* BEGIN ROWS *

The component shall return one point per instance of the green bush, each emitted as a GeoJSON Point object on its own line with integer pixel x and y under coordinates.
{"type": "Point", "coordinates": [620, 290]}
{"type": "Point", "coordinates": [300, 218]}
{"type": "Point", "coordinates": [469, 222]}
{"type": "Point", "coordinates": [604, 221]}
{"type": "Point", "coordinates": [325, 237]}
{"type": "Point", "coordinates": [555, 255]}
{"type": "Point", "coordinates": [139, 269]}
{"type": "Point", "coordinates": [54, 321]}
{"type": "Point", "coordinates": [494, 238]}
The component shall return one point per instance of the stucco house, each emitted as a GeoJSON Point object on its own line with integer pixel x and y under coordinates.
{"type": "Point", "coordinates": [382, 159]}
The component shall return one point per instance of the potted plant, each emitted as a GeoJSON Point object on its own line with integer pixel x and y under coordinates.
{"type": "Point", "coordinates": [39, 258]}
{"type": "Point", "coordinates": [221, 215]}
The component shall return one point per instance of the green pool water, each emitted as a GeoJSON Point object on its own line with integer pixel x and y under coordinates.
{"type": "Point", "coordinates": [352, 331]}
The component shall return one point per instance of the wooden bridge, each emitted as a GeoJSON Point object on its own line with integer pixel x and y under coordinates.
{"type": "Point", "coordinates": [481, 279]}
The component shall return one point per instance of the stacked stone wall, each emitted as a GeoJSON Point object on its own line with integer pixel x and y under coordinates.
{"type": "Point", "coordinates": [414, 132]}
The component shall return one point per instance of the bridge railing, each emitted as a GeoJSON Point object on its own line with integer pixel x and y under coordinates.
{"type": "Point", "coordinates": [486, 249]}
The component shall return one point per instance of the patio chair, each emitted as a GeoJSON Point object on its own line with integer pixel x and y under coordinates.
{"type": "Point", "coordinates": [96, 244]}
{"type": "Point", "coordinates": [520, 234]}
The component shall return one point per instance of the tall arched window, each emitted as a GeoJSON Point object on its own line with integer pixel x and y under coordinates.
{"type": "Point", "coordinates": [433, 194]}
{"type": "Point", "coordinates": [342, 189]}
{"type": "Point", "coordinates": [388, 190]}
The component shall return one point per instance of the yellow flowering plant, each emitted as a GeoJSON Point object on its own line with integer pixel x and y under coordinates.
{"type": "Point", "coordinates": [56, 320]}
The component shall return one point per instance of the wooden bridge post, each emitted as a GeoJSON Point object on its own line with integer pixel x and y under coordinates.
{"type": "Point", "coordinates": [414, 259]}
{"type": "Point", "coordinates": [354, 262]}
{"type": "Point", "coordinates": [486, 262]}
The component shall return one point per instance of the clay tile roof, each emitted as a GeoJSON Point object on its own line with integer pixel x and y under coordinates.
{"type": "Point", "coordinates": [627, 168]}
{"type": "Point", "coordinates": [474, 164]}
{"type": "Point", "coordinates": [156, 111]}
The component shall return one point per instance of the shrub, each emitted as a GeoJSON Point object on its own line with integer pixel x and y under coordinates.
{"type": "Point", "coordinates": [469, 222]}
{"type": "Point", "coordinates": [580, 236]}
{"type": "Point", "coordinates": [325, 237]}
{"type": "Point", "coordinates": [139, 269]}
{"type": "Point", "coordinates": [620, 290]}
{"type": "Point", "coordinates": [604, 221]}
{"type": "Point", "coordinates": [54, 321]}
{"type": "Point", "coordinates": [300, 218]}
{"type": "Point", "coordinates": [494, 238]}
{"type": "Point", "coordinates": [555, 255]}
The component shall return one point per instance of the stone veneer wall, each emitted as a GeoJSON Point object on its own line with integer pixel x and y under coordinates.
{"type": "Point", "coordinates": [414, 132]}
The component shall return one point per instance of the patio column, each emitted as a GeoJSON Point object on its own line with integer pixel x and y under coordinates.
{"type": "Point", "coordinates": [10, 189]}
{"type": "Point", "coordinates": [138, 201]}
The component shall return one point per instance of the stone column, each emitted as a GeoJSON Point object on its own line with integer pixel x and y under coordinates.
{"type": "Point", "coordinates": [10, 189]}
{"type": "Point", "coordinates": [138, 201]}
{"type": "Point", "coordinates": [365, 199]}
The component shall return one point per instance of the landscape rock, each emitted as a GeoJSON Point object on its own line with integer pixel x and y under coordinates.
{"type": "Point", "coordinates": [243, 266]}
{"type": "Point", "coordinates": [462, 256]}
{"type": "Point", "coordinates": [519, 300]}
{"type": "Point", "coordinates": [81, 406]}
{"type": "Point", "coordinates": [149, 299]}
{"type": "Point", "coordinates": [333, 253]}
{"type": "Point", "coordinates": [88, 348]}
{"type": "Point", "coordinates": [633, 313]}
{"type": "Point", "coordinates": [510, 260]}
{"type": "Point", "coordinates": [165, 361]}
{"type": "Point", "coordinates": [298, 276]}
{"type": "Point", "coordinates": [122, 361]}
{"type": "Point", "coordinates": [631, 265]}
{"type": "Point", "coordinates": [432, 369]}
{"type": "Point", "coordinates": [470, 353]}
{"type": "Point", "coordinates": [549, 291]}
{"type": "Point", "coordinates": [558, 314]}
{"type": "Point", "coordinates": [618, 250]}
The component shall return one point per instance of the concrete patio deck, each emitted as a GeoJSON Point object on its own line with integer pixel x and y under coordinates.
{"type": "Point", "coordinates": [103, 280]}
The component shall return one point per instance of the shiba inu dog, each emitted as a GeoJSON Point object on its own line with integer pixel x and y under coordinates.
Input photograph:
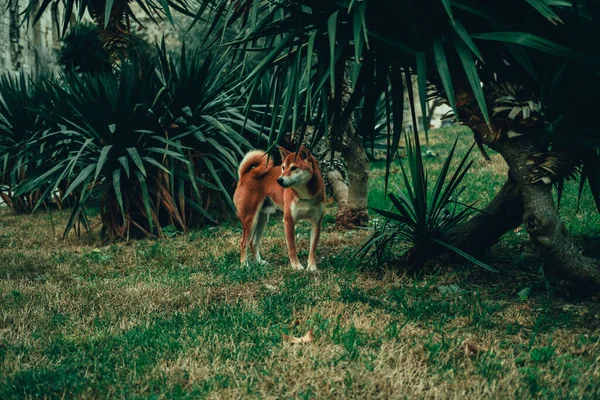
{"type": "Point", "coordinates": [297, 189]}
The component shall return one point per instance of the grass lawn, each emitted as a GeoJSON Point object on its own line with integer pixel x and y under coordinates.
{"type": "Point", "coordinates": [180, 318]}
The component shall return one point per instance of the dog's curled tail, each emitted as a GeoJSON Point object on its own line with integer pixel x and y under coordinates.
{"type": "Point", "coordinates": [255, 160]}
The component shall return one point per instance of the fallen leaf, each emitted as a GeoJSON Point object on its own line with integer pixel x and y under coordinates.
{"type": "Point", "coordinates": [309, 337]}
{"type": "Point", "coordinates": [471, 349]}
{"type": "Point", "coordinates": [271, 288]}
{"type": "Point", "coordinates": [578, 352]}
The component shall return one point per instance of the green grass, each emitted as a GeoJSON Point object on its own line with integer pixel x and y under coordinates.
{"type": "Point", "coordinates": [180, 318]}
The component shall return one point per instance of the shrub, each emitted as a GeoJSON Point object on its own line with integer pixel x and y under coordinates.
{"type": "Point", "coordinates": [153, 144]}
{"type": "Point", "coordinates": [421, 217]}
{"type": "Point", "coordinates": [82, 51]}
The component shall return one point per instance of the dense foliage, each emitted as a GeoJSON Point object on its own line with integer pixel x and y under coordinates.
{"type": "Point", "coordinates": [83, 51]}
{"type": "Point", "coordinates": [155, 144]}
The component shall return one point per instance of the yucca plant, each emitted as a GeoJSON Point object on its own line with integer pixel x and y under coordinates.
{"type": "Point", "coordinates": [520, 73]}
{"type": "Point", "coordinates": [422, 216]}
{"type": "Point", "coordinates": [152, 145]}
{"type": "Point", "coordinates": [20, 96]}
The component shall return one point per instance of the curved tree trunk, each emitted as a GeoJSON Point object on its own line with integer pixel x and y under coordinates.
{"type": "Point", "coordinates": [354, 212]}
{"type": "Point", "coordinates": [482, 230]}
{"type": "Point", "coordinates": [541, 218]}
{"type": "Point", "coordinates": [338, 187]}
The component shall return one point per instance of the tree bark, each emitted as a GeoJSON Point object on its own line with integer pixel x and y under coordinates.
{"type": "Point", "coordinates": [482, 230]}
{"type": "Point", "coordinates": [354, 212]}
{"type": "Point", "coordinates": [338, 187]}
{"type": "Point", "coordinates": [542, 221]}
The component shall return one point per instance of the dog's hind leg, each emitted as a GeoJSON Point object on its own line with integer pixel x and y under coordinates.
{"type": "Point", "coordinates": [314, 239]}
{"type": "Point", "coordinates": [261, 223]}
{"type": "Point", "coordinates": [246, 239]}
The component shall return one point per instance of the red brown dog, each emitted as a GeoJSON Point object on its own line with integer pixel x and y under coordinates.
{"type": "Point", "coordinates": [298, 190]}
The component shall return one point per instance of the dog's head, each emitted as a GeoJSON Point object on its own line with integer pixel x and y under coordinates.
{"type": "Point", "coordinates": [296, 168]}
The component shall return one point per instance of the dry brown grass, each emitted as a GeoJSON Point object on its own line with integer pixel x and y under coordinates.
{"type": "Point", "coordinates": [180, 318]}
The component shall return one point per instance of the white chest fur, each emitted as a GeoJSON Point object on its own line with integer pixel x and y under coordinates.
{"type": "Point", "coordinates": [307, 209]}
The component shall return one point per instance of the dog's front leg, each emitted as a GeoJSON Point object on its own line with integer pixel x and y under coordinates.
{"type": "Point", "coordinates": [290, 237]}
{"type": "Point", "coordinates": [314, 239]}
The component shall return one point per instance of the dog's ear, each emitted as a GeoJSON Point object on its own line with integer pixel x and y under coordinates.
{"type": "Point", "coordinates": [283, 152]}
{"type": "Point", "coordinates": [303, 153]}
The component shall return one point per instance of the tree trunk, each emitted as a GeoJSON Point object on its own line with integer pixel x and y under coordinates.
{"type": "Point", "coordinates": [542, 220]}
{"type": "Point", "coordinates": [338, 187]}
{"type": "Point", "coordinates": [354, 212]}
{"type": "Point", "coordinates": [482, 230]}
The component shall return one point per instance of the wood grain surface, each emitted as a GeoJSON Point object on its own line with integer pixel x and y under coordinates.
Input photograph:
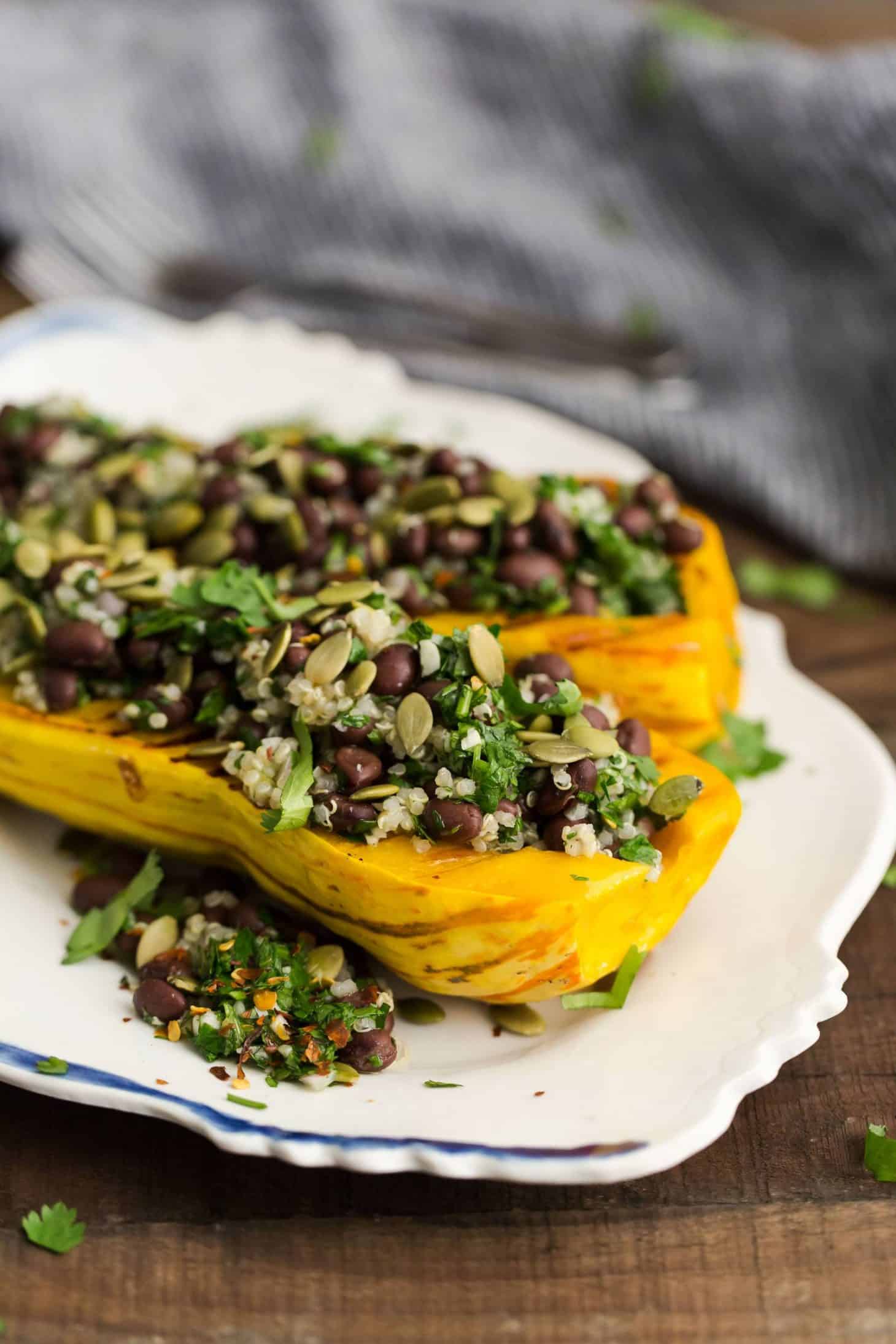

* END ROWS *

GIVEN INSTRUCTION
How many lines in the listing above contain the word "wall"? Reply with the number alone.

SOLUTION TO THE PROBLEM
2